▶ [Excerpted text]
————————

Making progress is good for your mood. In the following article, Klassy Evans, the editor of Self-Help Stuff That Works, explains a way of thinking that can help you make progress:

I USED TO NEGLECT my fingernails. I would garden and fix and repair things and move boxes of books for our business, and all these activities damaged my nails. But I ignored it. My nails got fairly well mangled. Then I tried to make up for lost time by giving too hard of an effort, which left and my cuticles red, and made ridges on my nails.

It was like I was angry at them. I attacked them. I pushed them back too hard in my impatience and they tore a tiny bit. Or I pulled off little pieces of dried skin and sometimes it took a piece of good skin with it, so I got little red hangnails. In other words, when they finally looked so bad I just had to give myself a manicure, I overdid it. I tried to fix the damage from my own neglect. But not in a gentle way.

I lived my life that way, too.

One morning I was looking at my nails, and I thought about something my dear friend, Bonnie, had told me. She'd always had beautiful cuticles. One day I asked her how she did it. She said she didn’t do anything. They just grew that way. Her nails are smooth. Her cuticles soft and even. Hmmmm. When I let my nails go, they don’t look like that, so I pressed her a bit more. Then she said, "I really don't do anything to my nails except gently push the cuticles back." I think the key word here is gentle.

Another woman I know (she’s a manicurist) told me the best cuticles she sees are on women who push back their cuticles when they’re done with the dishes.

————————

▶ [What the task asks] Reproduce the fingernail article word for word, from "I USED TO NEGLECT" up to and including "on my nails.".

————————

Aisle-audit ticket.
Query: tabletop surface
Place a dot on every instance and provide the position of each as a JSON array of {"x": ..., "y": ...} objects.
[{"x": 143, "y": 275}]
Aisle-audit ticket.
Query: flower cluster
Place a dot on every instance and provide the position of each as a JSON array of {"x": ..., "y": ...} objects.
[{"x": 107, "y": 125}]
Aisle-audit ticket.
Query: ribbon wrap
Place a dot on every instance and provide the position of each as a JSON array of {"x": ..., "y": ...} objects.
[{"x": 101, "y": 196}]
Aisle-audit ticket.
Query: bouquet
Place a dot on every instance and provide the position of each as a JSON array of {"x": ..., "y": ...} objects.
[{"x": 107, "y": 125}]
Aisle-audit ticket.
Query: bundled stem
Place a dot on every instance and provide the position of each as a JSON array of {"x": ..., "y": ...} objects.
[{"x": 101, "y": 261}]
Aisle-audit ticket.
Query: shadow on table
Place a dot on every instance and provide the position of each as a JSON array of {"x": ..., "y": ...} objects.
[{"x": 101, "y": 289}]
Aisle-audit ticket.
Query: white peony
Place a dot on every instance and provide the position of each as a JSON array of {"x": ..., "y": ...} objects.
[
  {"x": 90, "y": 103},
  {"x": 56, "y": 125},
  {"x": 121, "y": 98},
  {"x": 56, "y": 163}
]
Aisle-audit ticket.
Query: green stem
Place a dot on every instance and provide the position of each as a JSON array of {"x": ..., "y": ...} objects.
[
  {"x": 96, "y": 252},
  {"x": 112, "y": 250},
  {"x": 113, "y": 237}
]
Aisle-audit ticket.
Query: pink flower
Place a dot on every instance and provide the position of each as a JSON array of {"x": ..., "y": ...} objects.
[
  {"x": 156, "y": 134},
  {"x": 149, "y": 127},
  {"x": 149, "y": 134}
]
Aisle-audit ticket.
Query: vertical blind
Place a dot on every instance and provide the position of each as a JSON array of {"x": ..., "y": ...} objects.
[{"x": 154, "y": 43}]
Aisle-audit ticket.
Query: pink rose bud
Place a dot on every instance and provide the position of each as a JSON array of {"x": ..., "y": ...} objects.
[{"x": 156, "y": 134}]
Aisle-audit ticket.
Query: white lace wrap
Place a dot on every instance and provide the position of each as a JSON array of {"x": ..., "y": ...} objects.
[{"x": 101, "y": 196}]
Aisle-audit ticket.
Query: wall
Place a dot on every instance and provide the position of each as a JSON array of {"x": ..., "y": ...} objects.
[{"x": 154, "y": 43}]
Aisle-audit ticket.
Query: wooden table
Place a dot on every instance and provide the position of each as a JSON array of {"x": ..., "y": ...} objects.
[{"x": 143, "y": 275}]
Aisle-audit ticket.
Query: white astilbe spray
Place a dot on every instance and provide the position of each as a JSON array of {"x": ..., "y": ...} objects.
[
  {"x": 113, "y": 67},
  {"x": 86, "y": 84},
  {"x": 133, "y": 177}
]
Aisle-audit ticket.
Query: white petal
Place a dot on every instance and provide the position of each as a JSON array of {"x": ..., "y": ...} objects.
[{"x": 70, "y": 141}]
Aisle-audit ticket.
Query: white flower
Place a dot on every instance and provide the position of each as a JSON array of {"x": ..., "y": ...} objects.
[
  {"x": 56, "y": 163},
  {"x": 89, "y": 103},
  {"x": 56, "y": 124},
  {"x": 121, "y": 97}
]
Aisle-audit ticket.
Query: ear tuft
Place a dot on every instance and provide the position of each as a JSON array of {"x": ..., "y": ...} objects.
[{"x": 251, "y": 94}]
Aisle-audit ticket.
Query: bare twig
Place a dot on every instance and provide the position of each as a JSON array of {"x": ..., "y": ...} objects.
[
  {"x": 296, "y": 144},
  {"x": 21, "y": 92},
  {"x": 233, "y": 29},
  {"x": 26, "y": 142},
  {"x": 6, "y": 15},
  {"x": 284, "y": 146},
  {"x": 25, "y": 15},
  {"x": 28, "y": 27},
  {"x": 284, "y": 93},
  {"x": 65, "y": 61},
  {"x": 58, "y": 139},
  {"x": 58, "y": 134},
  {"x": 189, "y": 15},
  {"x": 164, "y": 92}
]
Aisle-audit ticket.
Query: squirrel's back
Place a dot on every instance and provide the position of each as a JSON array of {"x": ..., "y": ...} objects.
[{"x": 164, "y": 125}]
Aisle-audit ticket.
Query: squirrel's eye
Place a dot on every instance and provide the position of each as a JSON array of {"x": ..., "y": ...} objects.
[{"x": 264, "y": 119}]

————————

▶ [Expected answer]
I USED TO NEGLECT my fingernails. I would garden and fix and repair things and move boxes of books for our business, and all these activities damaged my nails. But I ignored it. My nails got fairly well mangled. Then I tried to make up for lost time by giving too hard of an effort, which left and my cuticles red, and made ridges on my nails.